● What this exercise asks
1. In the Space Alert post below, how long did Ken say you must read the rules to play a ten-minute game?
2. Please write the next part of the Space Alert post below, picking up after its final sentence.

● Page excerpt
It wasn't me. You can't prove anything.


2010-11-11

Space Alert

I would love to explain Space Alert, but I cannot. There are six positions on the board. There are up to five players. No matter how you slice the pie, you are going to have to share responsibility for defending the ship. You strategies under timed pressure. You plan and attempt to work together to defeat an enemy. Then when the pressure is off, you play out the scenario. At this point, you get to watch your best laid plans dissolve in to chaos before your eyes.

Ken said Space Alert is more fun to watch than play. He also said you have to read the rules for an hour to play a ten minute game. Ken was not pleased. It boils down to working together and planning your moves several steps in advance. You have to make things work in time and in some cases simultaneously several step in the future. Not as easy as it sounds, and it sounds like a bitch.

Adam and I discussed this game after the fact. I wonder if the military put it out in order to find people who are good at it and recruit them for some special project. This board game smells of "The Last Star Fighter" to me.

What cracks me up are some of the rules that say specifically that if two people push a button at the same time, you only get one push of the button. This is spelled out explicitly because this happens constantly without planning. The moves and actions are waisted. You blue your chance. Shut up and do better next time.

Another rule says you can tell people what cards you have, but you are not supposed to show them your cards. At some points in the game people are allowed to hand a person one and just one of their cards. The rules say you must hand the card to that person and cannot toss it to them. Again, this rule came about after playing Space Alert several times.

Both of those rules appear to exist to force people to communicate in a premeditated manor what resources they have and what they need to the rest of the group.

Something I noticed last night is a miscommunication happening over and over. People would say "I'll do ..." There was no leader who decided what needed to be done and then called for people to decide who needed to do what when.

First step should be to scatter throughout the ship. Whom ever can go to specific places on the ship needs to go to those places. This is going to be different people every time. They all need to be able to cover the different tasks.

Next comes a card check. There are a finite number of threats. Those that come from the outside require energy to fire the guns and those that come from the inside need to be handled by battle bots or jamming or whatever. Each person assess the cards in their hands and decide what need to be given away and what you need as an individual to do your job. Be prepared to trade off when the call comes.

When a Threat comes in, be prepared to move, shoot, reload. That strategy counts for all actions. Move, act, prepare for next action. Repeat.

● Data shown
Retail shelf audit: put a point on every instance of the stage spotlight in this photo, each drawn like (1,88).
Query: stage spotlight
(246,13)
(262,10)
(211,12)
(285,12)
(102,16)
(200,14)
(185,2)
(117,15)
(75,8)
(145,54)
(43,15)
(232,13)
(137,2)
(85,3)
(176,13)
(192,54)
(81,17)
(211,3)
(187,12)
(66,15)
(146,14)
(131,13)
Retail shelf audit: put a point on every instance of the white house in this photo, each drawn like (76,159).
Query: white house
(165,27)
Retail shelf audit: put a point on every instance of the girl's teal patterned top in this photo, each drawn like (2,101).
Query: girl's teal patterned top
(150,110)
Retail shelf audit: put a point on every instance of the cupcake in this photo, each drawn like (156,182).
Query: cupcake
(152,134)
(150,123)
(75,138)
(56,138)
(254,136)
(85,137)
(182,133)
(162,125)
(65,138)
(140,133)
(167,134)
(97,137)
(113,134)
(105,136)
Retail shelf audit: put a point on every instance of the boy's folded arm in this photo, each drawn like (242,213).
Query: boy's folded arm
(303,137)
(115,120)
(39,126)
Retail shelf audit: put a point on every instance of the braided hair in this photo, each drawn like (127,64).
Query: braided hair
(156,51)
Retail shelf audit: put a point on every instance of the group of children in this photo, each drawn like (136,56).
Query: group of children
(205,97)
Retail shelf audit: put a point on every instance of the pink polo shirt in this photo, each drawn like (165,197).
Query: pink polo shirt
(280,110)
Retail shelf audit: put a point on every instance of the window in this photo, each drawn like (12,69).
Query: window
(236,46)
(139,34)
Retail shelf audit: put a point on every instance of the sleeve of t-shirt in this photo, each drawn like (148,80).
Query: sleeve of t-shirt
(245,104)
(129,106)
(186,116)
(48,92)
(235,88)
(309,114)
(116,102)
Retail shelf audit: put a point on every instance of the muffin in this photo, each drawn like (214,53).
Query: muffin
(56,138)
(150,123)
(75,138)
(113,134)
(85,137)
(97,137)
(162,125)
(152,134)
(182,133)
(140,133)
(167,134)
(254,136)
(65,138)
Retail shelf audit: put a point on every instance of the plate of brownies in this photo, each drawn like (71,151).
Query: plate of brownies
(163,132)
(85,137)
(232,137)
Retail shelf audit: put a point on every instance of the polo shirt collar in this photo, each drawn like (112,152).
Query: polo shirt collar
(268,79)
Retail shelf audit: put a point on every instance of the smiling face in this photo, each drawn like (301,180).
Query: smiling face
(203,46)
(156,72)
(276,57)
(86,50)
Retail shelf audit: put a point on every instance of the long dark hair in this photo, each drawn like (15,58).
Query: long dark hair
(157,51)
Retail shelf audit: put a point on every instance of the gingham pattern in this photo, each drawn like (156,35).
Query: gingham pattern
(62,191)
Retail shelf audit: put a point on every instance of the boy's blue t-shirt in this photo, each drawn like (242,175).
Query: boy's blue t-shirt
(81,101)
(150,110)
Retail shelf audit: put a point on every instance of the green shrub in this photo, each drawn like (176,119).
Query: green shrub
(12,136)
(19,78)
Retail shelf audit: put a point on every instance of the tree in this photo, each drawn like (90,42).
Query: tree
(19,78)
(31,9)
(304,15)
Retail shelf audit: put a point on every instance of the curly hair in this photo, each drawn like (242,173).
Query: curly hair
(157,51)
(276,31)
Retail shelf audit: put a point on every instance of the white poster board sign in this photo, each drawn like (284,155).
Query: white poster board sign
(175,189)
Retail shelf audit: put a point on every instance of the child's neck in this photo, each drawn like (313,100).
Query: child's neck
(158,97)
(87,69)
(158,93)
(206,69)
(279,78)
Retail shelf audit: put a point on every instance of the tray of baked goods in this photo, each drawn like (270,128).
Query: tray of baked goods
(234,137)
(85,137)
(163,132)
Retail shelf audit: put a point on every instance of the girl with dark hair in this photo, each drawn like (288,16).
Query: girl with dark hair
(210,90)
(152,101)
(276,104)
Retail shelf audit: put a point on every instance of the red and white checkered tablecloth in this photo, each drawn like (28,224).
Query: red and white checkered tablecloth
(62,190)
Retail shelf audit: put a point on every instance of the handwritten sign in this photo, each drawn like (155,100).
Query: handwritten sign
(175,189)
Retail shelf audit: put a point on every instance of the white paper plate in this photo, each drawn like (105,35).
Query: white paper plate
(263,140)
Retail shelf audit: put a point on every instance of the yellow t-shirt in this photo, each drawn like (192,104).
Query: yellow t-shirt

● Task answers
1. An hour.

2.
The object of Space Alert is to make it for ten minutes. From what I noticed last night that is about all of this game that can possibly be fun. If you had to keep this up for a couple of hours, you would go nuts. It makes me think of real combat encounters that took a week to fight out. There are plenty of times that two armies have simply stood off from each other and pounded until one or both fell.

it has been a long time since a board game made me think this much about anything. I have to give kudos to the developers for making something highly intelligent and challenging. It is just too bad they couldn't get the two audio CDs that came with Space Alert labeled correctly.

On a technical side note, my camera was acting strategy. The cheap batteries I got heat up pretty bad. It kind of looks like this may be messing with the white balance. The more I use the Canon 940 IS, the less I like it. I had to restart the video a half dozen times last night because of the ten minute limit crap on this camera. There is going to come a point where I just need a real video camera.

Field Data
Title Space Alert
Description I would love to explain Space Alert, but I cannot. There are six positions on the board. There are up to five players. No matter how you slice the pie, you are going to have to share responsibility for defending the ship. You strategies under timed pressure. You plan and attempt to work together to defeat an enemy. Then when the pressure is off, you play out the scenario. At this point, you get to watch your best laid plans dissolve in to chaos before your eyes.
Ken said Space Alert is more fun to watch than play. He also said you have to read the rules for an hour to play a ten minute game. Ken was not pleased. It boils down to working together and planning your moves several steps in advance. You have to make things work in time and in some cases simultaneously several step in the future. Not as easy as it sounds, and it sounds like a bitch.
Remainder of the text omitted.